##### Entries supplied #####

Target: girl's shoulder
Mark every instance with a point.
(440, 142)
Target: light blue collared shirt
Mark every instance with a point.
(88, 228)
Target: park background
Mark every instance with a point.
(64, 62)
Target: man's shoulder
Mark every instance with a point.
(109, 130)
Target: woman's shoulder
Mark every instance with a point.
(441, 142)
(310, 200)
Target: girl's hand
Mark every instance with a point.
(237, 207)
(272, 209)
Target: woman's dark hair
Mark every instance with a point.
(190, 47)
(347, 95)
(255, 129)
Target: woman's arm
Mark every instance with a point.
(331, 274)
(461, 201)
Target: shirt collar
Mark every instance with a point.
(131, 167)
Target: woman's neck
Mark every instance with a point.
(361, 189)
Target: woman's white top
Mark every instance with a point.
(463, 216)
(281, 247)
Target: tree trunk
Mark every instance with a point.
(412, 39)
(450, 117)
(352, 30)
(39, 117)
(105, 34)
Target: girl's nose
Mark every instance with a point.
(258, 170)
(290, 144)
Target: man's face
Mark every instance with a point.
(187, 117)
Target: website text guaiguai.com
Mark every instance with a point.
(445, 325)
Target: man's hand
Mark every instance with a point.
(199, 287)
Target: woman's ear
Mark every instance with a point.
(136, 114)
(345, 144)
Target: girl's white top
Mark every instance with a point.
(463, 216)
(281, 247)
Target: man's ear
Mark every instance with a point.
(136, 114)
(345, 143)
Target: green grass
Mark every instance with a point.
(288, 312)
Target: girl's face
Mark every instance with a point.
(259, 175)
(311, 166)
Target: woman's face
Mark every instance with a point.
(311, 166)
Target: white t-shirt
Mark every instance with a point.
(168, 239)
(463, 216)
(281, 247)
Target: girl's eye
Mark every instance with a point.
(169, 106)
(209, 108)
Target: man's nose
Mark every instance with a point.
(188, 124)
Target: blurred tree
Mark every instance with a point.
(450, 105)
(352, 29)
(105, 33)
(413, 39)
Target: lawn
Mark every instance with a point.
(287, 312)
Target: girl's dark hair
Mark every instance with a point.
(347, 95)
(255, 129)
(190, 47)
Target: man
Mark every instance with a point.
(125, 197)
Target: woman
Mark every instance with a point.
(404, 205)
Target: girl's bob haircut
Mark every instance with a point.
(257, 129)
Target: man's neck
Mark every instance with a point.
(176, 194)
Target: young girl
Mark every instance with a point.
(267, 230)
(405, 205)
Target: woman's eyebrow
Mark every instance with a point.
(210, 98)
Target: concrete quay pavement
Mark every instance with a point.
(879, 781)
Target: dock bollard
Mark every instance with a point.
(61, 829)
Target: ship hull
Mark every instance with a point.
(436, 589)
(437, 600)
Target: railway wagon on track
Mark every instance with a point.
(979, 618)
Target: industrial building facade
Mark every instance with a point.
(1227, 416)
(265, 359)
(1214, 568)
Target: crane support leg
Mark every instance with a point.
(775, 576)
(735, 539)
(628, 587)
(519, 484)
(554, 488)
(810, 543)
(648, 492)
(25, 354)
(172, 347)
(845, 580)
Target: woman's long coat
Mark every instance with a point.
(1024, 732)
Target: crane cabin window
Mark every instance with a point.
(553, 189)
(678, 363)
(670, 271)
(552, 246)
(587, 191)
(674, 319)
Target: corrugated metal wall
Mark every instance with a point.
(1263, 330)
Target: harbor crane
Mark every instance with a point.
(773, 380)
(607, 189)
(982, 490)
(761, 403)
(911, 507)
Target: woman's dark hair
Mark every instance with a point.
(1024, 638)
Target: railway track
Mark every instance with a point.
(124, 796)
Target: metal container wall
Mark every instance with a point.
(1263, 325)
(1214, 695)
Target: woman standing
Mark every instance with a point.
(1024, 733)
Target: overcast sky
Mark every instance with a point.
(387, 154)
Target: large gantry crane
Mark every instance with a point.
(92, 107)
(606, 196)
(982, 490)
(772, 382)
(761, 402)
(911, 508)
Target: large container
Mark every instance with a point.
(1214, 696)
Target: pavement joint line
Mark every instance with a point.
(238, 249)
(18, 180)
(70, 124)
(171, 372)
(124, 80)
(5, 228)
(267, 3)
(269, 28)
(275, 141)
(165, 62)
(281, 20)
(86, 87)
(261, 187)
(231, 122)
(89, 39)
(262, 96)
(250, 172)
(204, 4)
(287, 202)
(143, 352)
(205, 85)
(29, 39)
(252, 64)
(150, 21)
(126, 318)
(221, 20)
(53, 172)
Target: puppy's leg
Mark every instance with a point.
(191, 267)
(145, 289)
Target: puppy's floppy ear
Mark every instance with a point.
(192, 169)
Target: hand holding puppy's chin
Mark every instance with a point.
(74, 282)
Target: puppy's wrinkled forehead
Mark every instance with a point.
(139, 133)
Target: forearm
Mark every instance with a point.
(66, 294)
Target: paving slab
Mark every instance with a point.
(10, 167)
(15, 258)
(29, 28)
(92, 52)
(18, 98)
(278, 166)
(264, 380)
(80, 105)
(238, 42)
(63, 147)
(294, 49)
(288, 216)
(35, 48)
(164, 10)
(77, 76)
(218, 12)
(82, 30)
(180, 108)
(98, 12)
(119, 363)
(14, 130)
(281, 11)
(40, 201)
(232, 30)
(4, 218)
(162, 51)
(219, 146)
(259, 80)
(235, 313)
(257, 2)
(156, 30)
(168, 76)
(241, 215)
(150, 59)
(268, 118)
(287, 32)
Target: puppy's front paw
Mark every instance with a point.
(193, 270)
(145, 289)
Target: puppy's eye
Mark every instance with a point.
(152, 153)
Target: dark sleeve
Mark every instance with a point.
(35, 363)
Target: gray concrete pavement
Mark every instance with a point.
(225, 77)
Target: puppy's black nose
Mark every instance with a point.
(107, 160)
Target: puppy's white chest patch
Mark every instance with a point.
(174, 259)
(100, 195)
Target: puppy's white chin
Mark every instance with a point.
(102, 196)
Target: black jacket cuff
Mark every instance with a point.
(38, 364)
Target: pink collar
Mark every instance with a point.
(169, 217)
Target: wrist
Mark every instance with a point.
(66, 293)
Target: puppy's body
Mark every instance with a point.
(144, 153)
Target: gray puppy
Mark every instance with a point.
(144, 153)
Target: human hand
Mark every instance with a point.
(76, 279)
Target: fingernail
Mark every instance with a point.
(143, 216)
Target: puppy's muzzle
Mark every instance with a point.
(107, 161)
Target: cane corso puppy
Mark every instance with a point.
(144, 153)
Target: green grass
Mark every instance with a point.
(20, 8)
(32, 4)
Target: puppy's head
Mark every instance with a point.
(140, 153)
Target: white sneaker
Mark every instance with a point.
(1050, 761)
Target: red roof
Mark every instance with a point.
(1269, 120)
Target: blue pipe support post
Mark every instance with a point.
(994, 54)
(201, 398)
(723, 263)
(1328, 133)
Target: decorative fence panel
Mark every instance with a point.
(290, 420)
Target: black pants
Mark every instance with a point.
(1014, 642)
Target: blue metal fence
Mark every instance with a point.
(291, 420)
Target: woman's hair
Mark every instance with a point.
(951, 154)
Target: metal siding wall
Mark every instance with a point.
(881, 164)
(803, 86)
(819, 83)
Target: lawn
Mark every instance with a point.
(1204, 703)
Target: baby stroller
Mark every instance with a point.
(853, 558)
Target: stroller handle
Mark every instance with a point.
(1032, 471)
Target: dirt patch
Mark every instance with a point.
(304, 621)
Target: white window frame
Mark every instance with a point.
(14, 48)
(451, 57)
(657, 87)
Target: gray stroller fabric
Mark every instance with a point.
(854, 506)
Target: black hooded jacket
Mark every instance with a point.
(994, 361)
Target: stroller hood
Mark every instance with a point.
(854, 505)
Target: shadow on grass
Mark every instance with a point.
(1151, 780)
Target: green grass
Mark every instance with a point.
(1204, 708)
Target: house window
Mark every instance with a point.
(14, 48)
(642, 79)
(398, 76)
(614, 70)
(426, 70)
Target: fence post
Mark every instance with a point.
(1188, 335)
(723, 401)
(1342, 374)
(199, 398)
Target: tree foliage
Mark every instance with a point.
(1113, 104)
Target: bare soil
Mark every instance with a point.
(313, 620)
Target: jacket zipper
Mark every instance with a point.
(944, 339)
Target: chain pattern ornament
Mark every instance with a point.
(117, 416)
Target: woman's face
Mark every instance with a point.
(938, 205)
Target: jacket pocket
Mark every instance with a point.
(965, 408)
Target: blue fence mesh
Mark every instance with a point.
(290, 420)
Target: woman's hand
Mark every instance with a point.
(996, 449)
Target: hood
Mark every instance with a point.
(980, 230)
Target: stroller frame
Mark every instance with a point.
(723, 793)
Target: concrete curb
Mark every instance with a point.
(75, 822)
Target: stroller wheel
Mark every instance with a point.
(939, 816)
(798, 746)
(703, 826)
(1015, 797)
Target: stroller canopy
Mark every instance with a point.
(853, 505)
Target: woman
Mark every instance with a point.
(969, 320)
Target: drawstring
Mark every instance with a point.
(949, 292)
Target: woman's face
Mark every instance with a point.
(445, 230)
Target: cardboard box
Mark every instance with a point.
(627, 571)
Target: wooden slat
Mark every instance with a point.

#####

» Action item:
In the listing above, how many of the lines include "post"? Give only the figure.

» Answer area:
2